Render the listing below as a Markdown table with the columns "Row" and "Entry". Number each line in order and omit any blank lines.

--- START ---

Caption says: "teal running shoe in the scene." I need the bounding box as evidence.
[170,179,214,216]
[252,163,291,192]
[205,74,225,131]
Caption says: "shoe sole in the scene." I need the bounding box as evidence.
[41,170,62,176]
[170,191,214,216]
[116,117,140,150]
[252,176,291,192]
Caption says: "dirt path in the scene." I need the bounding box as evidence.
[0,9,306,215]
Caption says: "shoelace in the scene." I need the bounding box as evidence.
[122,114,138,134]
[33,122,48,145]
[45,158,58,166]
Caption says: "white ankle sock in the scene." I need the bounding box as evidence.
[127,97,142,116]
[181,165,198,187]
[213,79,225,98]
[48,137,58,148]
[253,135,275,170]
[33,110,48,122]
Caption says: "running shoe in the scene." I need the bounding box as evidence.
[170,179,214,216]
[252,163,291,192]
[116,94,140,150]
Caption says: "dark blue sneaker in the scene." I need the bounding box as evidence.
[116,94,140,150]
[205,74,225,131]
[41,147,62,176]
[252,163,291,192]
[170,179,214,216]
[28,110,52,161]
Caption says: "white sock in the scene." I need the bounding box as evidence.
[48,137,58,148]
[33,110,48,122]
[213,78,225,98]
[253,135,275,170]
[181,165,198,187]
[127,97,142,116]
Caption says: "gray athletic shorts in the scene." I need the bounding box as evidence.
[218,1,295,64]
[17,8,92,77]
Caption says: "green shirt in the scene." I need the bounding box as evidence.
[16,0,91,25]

--- END ---

§ Final result:
| Row | Entry |
|---|---|
| 1 | Caption says: "teal running shoe in the scene." I need the bounding box as evidence. |
| 2 | [170,179,214,216] |
| 3 | [252,163,291,192] |
| 4 | [205,74,225,131] |
| 5 | Caption says: "shoe sole in the scene." I need the bounding box as evidence. |
| 6 | [41,170,62,176] |
| 7 | [170,191,214,216] |
| 8 | [116,117,140,150] |
| 9 | [252,176,291,192] |
| 10 | Caption says: "dirt path in the scene." I need the bounding box as evidence. |
| 11 | [0,9,306,215] |
| 12 | Caption says: "shoelace in the scene." I need the bounding box as evidence. |
| 13 | [122,114,138,134] |
| 14 | [33,122,48,145] |
| 15 | [45,158,58,166] |
| 16 | Caption says: "white ankle sock in the scene." I need the bounding box as evidence. |
| 17 | [127,97,142,116] |
| 18 | [181,165,198,187] |
| 19 | [213,79,225,98] |
| 20 | [48,137,58,148] |
| 21 | [253,135,275,170] |
| 22 | [33,110,48,122] |
| 23 | Caption says: "running shoe in the scene." I need the bounding box as evidence. |
| 24 | [170,179,214,216] |
| 25 | [252,163,291,192] |
| 26 | [116,94,140,150] |
| 27 | Caption says: "dark blue sneaker in the scene." I need the bounding box as evidence. |
| 28 | [116,94,140,150] |
| 29 | [205,74,225,131] |
| 30 | [41,147,62,176] |
| 31 | [252,163,291,192] |
| 32 | [170,179,214,216] |
| 33 | [28,110,52,161] |
| 34 | Caption says: "white sock in the scene." I need the bounding box as evidence. |
| 35 | [48,137,58,148] |
| 36 | [33,110,48,122] |
| 37 | [213,78,225,98] |
| 38 | [253,135,275,170] |
| 39 | [181,165,198,187] |
| 40 | [127,97,142,116] |
| 41 | Caption says: "gray athletic shorts in the scene." I need the bounding box as evidence. |
| 42 | [218,1,295,64] |
| 43 | [17,8,92,77] |
| 44 | Caption says: "green shirt in the scene." I need the bounding box as evidence. |
| 45 | [16,0,91,25] |